# Document start
Monday, February 1, 2016

Remember to hit PUBLISH this week :-)


So, There I was....*  Russel, Bay of Islands New Zealand, the final port we visited in our vacation prior to disembarkation in Auckland.   (I guess, technically, this is an anchorage, not a port as we tendered ashore, in the lifeboats, more to follow on that.)

We tendered from the ship to the little peninsula just to the right of the Watangi National Reserve (the green area center left), took a bus into town (center bottom) then took a water taxi across the bay to the peninsula just to the right of the ship.  The view from the lifeboat tender was spectacular.

The blob in the center is the ship as we're returning.  And this was calm seas.  I'd hate to be in a life boat in heavy seas, course if I was in a life boat, the alternative is probably worse.
In any case, we have navigated our way to the small town of Russell.  We had been advised by a fellow voyager to bypass the town of Paihia which, I believe if I understood the young Kiwi lass who drove the bus, is pronounced Pie' yuh, but, since she only had us for a very short time and seemed determine to cram as much tourist information as possible in that drive, it is quite possible I'm mistaken.  

In any, any case, our fellow voyager said that Paihia was too touristy to be interesting and we should visit Russell.  Russell was more bucolic and better for sightseeing.  So, we took his advice.

But, first we had to drop my daughter off with the group she was meeting in Paihia.  Seems she wanted to scratch something off her Bucket List.  


So, we did and she did.
# Document end
**Problem a**
Scale the part of the entries that opens with the line containing "Note: in this practice we tag every instance of the player's" and closes with the line containing "(1109, 258)", and give only those lines again, notes included, with every point coordinate multiplied by 0.65 and rounded to a whole number, halves rounded up.
# Material provided start
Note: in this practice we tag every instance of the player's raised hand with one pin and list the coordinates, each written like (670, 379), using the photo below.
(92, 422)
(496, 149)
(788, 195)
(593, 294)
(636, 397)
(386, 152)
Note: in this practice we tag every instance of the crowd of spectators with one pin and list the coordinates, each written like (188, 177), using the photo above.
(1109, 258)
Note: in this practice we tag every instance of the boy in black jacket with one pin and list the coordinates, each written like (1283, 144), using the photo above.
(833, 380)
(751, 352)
# Material provided end
# Material provided start
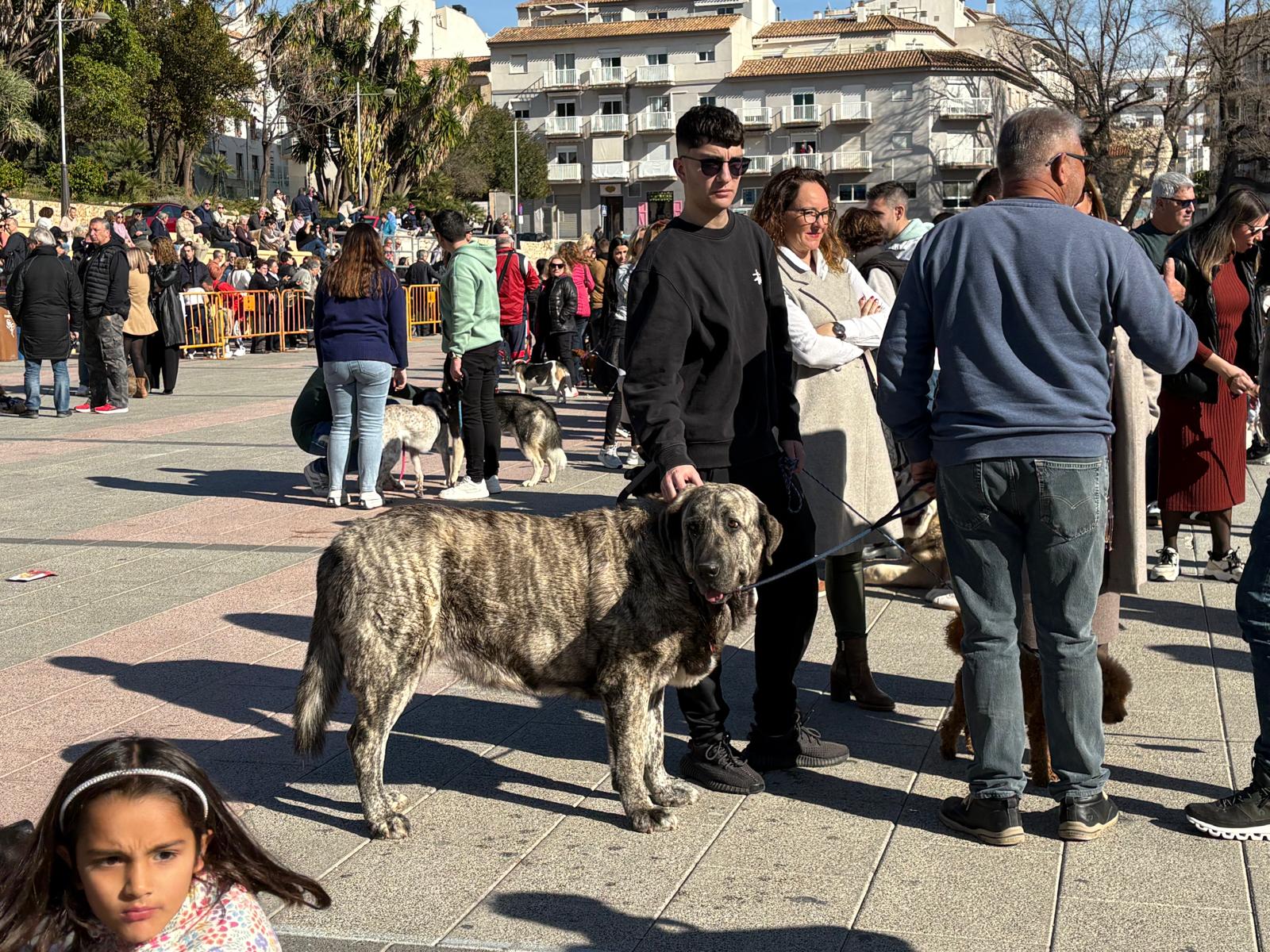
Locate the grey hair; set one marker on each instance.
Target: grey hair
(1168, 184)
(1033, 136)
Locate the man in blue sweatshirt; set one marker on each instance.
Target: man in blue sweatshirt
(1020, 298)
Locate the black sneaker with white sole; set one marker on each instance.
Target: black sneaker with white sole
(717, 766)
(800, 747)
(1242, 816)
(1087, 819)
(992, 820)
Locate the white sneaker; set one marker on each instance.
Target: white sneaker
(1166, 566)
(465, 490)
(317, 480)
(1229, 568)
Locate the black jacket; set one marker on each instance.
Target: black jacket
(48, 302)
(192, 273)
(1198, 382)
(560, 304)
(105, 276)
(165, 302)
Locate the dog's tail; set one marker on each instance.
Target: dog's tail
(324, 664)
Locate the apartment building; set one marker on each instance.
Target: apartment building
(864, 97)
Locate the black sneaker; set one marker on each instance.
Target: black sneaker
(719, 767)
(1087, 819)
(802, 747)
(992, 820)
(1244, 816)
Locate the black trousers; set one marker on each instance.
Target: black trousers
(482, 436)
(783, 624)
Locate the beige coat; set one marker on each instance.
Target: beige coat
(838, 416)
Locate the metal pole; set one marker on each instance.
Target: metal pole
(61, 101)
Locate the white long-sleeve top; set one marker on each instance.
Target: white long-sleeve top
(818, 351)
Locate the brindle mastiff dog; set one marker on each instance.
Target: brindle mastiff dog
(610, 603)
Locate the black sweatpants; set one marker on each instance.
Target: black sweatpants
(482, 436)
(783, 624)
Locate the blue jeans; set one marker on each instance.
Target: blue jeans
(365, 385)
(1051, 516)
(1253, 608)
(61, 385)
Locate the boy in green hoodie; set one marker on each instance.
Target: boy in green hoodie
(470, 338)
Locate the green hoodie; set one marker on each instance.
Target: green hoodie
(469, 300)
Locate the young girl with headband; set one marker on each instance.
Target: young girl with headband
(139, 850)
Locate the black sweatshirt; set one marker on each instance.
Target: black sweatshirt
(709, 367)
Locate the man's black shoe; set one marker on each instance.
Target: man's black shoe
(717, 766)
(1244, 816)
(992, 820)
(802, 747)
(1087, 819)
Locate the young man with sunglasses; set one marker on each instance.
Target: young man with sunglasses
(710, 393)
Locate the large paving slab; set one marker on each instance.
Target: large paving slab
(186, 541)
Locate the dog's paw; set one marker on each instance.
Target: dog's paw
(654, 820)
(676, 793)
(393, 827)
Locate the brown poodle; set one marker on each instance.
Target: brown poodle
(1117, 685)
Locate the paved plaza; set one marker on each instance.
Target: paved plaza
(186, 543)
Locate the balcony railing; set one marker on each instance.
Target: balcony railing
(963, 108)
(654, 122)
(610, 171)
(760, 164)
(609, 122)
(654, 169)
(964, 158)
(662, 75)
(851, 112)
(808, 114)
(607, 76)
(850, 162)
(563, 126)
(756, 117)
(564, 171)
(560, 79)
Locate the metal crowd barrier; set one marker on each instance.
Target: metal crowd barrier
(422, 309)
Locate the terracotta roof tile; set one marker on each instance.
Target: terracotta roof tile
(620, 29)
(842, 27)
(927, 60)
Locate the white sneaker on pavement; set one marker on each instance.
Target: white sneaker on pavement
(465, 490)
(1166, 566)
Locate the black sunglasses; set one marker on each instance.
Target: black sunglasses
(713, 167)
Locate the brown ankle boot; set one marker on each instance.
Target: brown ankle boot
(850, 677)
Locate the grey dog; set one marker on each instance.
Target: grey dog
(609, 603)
# Material provided end
**Problem b**
Pick up the account of the vacation stop at Russell in the Bay of Islands and keep writing from its last line.

**Written answer a**
Note: in this practice we tag every instance of the player's raised hand with one pin and list the coordinates, each written like (670, 379), using the photo below.
(60, 274)
(322, 97)
(512, 127)
(385, 191)
(413, 258)
(251, 99)
Note: in this practice we tag every instance of the crowd of spectators with one pin and list the coordinates, each written like (188, 177), using the photo above.
(721, 168)

**Written answer b**
A fifteen minute water taxi ride and we've arrived in Russell  where I immediately scratch something off my bucket list.


I know a couple of dozen folks in the school district that exposure to this would be a good thing.  In any, any, any case, after a couple of hours minutes, we let him go, a reformed man.

We wandered around a bit and stumbled upon, what on further research, turned out to be a remarkable piece of history.  A simple church, which turned out to be the first church in New Zealand.  Turns out that Russell, which in 1840 was known as  Kororāreka , was the main city in the colony and something of wild town.  The church was built to be a mediating influence between Settlers, and their women, and the Maori.



I found it very interesting to walk through the cemetary and read the headstones.  Some were very interesting.


I thought I took a picture of another headstone that mentioned HMS Hazard but must have been having camera issues still, so borrowed a copy from this site.




I guess in the mid 1840's deploying a ship to New Zealand was not a short time thing.  The ship was going there and staying there for quite a while.  And being a ship's Captain was a bigger burden than possibly today with instantaneous  supervision, secong guessing, interferrence communication with National Command Authority.  

But this led me to wonder what happened that required an 18 gun Sloop from the Royal Navy to make an extended stay in Bay of Islands.  Turns out I was about 100' from a major clue.



Seems the Kiwis, much like the US at Pearl Harbor, are willing to leave Battle Damage in place to remind folks about the lessons of History.

Turns out that in 1840, the Maori and the British signed a treaty at Watangi.  (Watangi being the place we put ashore that morning.)  The treaty had three parts.  


  1. that the Queen (or king) of Great Britain has the right to rule over New Zealand;
  2. that Maori chiefs would keep their land and their chieftainships, and would agree to sell their land only to the British monarch; and
  3. that all Maori would have the same rights as British subjects.
Sounds simple enough, but as with most things human, words mean different things to different people.  Passions became inflamed and fighting broke out between the Colonists and the Maori.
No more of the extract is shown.